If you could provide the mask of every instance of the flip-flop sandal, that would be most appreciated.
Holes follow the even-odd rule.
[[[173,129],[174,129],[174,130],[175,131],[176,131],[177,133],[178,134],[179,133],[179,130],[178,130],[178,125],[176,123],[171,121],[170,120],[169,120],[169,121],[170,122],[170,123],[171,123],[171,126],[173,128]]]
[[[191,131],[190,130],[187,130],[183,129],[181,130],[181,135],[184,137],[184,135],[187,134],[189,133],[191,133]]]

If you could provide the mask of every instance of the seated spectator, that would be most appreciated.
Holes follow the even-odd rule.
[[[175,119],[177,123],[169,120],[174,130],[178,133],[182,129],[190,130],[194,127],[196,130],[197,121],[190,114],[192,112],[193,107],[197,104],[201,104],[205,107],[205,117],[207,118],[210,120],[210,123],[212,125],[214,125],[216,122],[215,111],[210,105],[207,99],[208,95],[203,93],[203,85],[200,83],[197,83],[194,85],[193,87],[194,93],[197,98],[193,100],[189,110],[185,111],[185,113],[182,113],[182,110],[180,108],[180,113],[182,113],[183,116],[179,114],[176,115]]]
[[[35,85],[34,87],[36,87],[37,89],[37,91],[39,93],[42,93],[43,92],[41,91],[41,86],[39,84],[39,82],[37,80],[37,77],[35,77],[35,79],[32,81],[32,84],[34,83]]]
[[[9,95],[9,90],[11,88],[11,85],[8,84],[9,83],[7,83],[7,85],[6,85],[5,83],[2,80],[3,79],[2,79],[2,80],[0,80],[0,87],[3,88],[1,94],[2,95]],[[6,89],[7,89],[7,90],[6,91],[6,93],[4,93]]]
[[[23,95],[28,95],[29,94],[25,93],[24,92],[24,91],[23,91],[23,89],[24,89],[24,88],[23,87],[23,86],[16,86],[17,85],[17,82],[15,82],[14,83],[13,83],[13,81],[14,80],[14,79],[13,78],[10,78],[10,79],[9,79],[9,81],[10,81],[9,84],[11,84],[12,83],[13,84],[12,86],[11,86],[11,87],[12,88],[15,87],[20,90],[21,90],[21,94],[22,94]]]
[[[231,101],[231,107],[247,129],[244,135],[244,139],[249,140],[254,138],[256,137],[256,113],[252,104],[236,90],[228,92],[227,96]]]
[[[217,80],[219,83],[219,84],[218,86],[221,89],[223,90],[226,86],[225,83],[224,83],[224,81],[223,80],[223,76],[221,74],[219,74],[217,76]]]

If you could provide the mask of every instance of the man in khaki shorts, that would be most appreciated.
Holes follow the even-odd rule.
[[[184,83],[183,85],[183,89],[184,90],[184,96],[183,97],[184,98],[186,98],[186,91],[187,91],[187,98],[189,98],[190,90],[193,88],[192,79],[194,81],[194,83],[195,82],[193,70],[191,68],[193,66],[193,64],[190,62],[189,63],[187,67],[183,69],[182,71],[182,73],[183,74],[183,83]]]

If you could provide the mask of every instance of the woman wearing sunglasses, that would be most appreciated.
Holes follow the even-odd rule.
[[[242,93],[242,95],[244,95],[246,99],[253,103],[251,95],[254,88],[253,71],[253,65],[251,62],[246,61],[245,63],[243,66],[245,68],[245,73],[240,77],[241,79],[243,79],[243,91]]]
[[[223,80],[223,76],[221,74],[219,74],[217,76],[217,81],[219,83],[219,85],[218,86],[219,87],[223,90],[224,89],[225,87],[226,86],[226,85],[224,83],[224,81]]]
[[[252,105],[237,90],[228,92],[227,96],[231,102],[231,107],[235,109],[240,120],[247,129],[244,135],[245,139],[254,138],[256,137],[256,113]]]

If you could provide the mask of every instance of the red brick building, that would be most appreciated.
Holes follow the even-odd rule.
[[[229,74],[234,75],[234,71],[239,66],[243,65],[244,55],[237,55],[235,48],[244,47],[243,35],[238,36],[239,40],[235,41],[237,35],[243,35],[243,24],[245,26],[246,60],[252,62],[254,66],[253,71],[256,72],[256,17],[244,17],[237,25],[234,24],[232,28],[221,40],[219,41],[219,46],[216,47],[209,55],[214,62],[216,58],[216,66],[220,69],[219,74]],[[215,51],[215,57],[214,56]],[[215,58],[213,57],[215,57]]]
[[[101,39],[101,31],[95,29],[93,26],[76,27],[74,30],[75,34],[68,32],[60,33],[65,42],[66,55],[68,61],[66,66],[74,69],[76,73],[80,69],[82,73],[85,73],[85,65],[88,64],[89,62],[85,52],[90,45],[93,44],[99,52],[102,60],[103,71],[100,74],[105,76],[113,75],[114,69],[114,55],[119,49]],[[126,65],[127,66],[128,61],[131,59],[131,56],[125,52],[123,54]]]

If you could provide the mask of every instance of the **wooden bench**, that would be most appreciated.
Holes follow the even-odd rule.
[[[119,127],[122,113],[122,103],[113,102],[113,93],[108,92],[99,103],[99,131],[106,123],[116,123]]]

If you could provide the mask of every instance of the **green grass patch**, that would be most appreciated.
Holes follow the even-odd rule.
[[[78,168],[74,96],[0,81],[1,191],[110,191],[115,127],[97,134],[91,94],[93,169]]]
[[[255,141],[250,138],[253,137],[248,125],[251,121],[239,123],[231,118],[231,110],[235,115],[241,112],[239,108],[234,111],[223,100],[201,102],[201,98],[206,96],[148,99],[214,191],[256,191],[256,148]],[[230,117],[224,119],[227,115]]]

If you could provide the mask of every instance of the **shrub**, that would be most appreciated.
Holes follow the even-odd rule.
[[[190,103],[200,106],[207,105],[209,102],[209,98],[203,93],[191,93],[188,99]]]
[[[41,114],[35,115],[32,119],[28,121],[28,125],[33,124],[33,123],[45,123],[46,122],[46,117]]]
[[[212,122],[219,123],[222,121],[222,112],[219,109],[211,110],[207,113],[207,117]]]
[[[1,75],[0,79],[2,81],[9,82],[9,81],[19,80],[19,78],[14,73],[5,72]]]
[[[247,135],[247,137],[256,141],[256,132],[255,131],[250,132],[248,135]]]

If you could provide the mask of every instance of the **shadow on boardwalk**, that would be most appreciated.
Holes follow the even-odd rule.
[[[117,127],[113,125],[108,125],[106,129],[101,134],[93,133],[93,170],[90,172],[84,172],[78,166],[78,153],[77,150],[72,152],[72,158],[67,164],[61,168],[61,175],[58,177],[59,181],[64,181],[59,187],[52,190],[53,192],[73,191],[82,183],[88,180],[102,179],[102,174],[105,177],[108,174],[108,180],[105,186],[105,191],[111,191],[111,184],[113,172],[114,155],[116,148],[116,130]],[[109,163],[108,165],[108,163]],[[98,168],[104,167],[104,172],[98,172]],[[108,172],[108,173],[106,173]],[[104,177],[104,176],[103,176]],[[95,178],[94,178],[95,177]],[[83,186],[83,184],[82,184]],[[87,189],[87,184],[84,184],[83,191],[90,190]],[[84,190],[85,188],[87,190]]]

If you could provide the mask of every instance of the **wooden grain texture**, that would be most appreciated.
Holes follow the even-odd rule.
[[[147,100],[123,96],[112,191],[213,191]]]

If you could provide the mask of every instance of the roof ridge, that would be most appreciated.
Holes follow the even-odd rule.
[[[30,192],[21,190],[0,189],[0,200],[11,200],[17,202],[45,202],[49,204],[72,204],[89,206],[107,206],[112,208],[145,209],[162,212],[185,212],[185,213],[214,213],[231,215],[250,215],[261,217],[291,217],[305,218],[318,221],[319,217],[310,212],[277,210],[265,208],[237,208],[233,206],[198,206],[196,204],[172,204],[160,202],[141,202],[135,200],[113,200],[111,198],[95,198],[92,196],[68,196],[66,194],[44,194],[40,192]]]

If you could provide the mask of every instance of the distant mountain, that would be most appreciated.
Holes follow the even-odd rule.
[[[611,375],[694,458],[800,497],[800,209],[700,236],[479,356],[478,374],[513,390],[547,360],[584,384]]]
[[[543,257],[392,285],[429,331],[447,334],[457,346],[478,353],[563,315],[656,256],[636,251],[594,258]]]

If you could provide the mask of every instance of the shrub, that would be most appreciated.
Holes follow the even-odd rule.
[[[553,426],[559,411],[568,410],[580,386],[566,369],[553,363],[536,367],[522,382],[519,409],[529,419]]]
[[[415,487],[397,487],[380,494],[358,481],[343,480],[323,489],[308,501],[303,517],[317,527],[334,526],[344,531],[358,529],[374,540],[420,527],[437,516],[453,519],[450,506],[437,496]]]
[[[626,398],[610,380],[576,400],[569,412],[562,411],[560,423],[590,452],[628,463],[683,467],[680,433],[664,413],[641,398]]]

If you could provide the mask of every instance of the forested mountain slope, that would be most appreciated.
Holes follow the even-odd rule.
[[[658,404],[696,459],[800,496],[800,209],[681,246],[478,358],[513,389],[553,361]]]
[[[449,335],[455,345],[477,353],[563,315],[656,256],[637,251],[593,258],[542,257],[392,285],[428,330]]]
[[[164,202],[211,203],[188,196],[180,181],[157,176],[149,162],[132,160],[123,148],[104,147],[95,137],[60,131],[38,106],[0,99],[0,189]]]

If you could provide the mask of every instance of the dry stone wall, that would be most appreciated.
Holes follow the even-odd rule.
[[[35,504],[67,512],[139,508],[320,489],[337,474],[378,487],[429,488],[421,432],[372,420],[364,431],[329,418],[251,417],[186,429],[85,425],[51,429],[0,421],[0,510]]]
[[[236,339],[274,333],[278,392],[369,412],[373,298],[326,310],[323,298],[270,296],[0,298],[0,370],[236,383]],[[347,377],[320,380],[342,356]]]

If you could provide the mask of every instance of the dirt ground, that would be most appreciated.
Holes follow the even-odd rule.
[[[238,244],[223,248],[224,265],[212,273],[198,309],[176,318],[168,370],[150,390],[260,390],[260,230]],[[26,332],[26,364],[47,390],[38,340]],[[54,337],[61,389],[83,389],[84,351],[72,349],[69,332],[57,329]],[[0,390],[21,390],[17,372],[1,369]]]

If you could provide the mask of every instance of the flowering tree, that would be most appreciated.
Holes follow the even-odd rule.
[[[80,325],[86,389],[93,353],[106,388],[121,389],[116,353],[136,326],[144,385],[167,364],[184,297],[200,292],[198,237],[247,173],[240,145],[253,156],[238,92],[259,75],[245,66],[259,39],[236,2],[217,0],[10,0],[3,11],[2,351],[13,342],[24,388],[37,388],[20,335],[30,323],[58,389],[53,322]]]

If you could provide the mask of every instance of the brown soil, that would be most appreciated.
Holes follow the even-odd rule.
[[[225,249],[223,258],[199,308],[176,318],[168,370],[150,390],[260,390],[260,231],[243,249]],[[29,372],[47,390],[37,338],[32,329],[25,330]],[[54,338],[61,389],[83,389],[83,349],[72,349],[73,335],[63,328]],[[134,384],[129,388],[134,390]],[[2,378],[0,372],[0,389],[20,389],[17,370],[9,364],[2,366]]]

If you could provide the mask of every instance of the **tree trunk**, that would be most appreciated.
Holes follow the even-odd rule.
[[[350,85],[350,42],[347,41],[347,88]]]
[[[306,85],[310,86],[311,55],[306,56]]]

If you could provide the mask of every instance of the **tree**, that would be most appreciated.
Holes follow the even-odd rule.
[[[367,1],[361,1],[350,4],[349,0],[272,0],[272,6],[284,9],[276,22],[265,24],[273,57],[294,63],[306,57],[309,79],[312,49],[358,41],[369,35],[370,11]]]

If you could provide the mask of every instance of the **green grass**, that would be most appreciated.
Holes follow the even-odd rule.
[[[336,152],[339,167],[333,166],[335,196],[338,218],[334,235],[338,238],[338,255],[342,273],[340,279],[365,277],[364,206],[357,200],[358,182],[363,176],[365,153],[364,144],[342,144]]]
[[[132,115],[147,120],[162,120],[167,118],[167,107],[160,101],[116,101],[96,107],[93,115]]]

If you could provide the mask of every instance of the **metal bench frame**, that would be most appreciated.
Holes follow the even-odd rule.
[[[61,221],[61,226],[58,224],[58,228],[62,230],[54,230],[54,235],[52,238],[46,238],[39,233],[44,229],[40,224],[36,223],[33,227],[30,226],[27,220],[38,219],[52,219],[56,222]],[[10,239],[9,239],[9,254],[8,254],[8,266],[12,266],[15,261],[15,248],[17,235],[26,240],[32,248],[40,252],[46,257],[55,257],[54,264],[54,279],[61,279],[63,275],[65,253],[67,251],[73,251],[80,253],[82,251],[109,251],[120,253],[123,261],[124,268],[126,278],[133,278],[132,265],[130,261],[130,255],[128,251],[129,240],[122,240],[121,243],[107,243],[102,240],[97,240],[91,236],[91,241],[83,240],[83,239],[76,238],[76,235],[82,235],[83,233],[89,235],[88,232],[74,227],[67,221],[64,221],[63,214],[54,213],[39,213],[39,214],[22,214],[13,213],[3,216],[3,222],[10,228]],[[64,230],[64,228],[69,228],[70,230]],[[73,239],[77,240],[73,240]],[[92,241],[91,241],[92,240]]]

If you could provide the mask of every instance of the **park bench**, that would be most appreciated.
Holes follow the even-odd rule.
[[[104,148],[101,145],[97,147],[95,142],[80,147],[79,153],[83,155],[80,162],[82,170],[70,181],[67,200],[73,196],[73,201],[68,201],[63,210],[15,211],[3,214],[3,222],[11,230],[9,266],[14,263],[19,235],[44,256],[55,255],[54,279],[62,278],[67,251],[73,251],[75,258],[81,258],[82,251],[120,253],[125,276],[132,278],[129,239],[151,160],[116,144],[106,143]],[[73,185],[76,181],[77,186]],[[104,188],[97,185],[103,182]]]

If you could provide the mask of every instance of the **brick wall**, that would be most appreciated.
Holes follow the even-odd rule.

- _Problem requirements_:
Arrange the stretch from the line containing "wall**, that would be most appreciated." through the end of the items as a Markdown table with the columns Row and Item line. Leave out any blank lines.

- _Result_:
| Row | Item line |
|---|---|
| 1 | If you could provide the mask of every instance of the **brick wall**, that would be most appreciated. |
| 2 | Holes follow the even-odd rule. |